WHAT TO WORK ON: Pick out every line in the material below that contains the word "woman", and copy each one. Matches must have the same uppercase and lowercase letters.

RECORDS FOR THIS TASK:
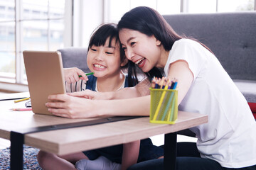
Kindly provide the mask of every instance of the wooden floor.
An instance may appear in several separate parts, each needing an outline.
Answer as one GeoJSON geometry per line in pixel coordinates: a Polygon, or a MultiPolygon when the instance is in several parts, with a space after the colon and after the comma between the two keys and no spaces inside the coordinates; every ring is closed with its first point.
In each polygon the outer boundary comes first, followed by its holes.
{"type": "MultiPolygon", "coordinates": [[[[6,93],[0,91],[0,95],[5,94],[6,94],[6,93]]],[[[10,141],[0,138],[0,149],[6,148],[9,146],[10,146],[10,141]]]]}

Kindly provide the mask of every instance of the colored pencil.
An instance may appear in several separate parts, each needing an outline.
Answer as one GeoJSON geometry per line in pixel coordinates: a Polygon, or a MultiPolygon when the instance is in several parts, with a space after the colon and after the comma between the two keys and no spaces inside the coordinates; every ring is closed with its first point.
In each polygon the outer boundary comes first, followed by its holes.
{"type": "MultiPolygon", "coordinates": [[[[86,76],[89,76],[89,75],[92,75],[92,74],[94,74],[94,72],[90,72],[90,73],[87,73],[87,74],[85,74],[85,75],[86,76]]],[[[82,75],[79,75],[78,76],[79,77],[82,77],[82,75]]]]}
{"type": "Polygon", "coordinates": [[[164,88],[164,90],[165,90],[165,91],[163,91],[163,93],[162,93],[162,94],[161,94],[161,96],[159,103],[159,104],[158,104],[158,106],[157,106],[157,108],[156,108],[155,114],[154,114],[154,118],[153,118],[153,120],[156,120],[158,114],[159,114],[159,112],[160,108],[161,108],[161,105],[162,105],[162,103],[163,103],[163,101],[164,101],[165,94],[166,94],[166,90],[167,90],[167,89],[168,89],[168,86],[166,86],[165,88],[164,88]]]}
{"type": "Polygon", "coordinates": [[[11,110],[14,111],[30,111],[32,110],[31,108],[11,108],[11,110]]]}
{"type": "Polygon", "coordinates": [[[29,97],[21,98],[21,99],[19,99],[19,100],[14,101],[14,103],[18,103],[18,102],[23,101],[26,101],[26,100],[28,100],[29,98],[30,98],[29,97]]]}

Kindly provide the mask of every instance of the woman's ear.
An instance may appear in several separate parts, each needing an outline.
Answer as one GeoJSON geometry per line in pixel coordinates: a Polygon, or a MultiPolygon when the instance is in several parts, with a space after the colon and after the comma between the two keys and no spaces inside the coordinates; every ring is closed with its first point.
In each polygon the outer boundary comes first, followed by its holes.
{"type": "Polygon", "coordinates": [[[124,61],[121,63],[121,67],[125,66],[126,64],[127,64],[127,63],[128,63],[128,59],[125,57],[124,61]]]}
{"type": "Polygon", "coordinates": [[[159,40],[157,40],[156,38],[156,45],[157,46],[159,46],[159,45],[161,45],[161,41],[159,41],[159,40]]]}

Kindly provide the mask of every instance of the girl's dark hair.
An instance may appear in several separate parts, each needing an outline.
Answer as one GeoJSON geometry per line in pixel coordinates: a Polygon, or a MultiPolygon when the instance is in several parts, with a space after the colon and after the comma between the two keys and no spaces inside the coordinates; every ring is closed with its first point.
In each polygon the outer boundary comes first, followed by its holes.
{"type": "MultiPolygon", "coordinates": [[[[126,60],[126,57],[124,52],[121,50],[122,45],[118,36],[117,26],[115,23],[105,23],[99,26],[91,35],[88,45],[88,50],[92,45],[95,45],[97,47],[104,46],[109,38],[110,42],[108,46],[110,47],[111,47],[112,40],[115,38],[115,42],[118,44],[120,48],[120,61],[121,63],[123,62],[126,60]]],[[[125,68],[127,66],[127,64],[122,67],[125,68]]]]}
{"type": "MultiPolygon", "coordinates": [[[[171,50],[175,41],[186,38],[178,35],[159,13],[146,6],[139,6],[126,13],[119,21],[117,28],[118,30],[128,28],[139,31],[148,36],[154,35],[161,41],[166,51],[171,50]]],[[[202,45],[208,49],[204,45],[202,45]]],[[[128,72],[136,73],[137,69],[134,65],[128,65],[128,69],[132,70],[128,72]]],[[[161,77],[163,71],[154,67],[145,74],[151,80],[153,76],[161,77]]]]}

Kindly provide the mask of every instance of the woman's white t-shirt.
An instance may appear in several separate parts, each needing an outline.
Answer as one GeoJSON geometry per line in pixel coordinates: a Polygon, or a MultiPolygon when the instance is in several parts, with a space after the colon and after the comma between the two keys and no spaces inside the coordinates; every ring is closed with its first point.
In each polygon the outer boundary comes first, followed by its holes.
{"type": "Polygon", "coordinates": [[[169,65],[180,60],[188,64],[193,81],[179,110],[208,115],[208,123],[191,129],[198,138],[201,157],[228,168],[256,164],[255,120],[219,61],[200,43],[181,39],[170,51],[166,75],[169,65]]]}

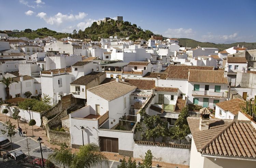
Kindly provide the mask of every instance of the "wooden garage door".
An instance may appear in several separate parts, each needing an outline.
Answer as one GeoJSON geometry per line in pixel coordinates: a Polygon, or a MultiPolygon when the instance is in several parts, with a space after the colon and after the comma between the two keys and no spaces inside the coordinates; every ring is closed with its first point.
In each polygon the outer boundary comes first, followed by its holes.
{"type": "Polygon", "coordinates": [[[100,136],[100,150],[110,152],[118,153],[118,138],[100,136]]]}

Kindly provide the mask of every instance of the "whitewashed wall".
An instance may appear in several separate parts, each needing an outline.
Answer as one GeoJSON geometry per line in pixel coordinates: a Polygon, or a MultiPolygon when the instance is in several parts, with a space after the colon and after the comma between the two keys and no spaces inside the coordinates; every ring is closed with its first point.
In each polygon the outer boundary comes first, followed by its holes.
{"type": "MultiPolygon", "coordinates": [[[[5,104],[3,104],[0,106],[0,110],[1,110],[1,113],[2,113],[3,110],[6,108],[5,107],[7,105],[5,104]]],[[[10,108],[8,108],[8,109],[9,111],[9,112],[7,113],[7,115],[8,116],[12,117],[12,114],[13,113],[13,110],[15,108],[19,109],[20,112],[19,113],[19,115],[20,116],[20,117],[21,117],[20,119],[21,120],[26,120],[27,122],[29,122],[30,119],[29,110],[25,110],[20,109],[17,106],[11,106],[10,107],[10,108]]],[[[41,124],[42,124],[42,123],[41,122],[41,113],[39,112],[30,110],[30,115],[31,115],[31,119],[34,119],[37,122],[35,125],[40,127],[41,124]]]]}
{"type": "Polygon", "coordinates": [[[189,165],[190,149],[134,144],[133,157],[144,158],[147,150],[151,151],[153,160],[189,165]]]}

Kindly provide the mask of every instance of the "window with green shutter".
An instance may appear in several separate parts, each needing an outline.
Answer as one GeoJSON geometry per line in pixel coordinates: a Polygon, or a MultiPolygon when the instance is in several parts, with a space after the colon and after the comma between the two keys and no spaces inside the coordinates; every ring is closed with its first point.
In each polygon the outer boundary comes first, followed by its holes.
{"type": "Polygon", "coordinates": [[[215,85],[215,88],[214,88],[214,92],[221,92],[221,86],[215,85]]]}
{"type": "Polygon", "coordinates": [[[194,90],[195,91],[199,91],[199,88],[200,87],[200,85],[194,85],[194,90]]]}
{"type": "Polygon", "coordinates": [[[194,105],[198,105],[198,98],[194,98],[193,99],[193,104],[194,105]]]}
{"type": "Polygon", "coordinates": [[[213,106],[215,106],[215,104],[219,102],[219,100],[213,100],[213,106]]]}

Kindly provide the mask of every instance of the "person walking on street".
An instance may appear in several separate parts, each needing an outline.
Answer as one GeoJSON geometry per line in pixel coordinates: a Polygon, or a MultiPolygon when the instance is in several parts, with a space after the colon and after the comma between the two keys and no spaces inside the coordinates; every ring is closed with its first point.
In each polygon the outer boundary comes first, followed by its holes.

RESPONSE:
Kindly provide the mask of every instance of the woman's ear.
Kindly provide the mask of every instance of the woman's white t-shirt.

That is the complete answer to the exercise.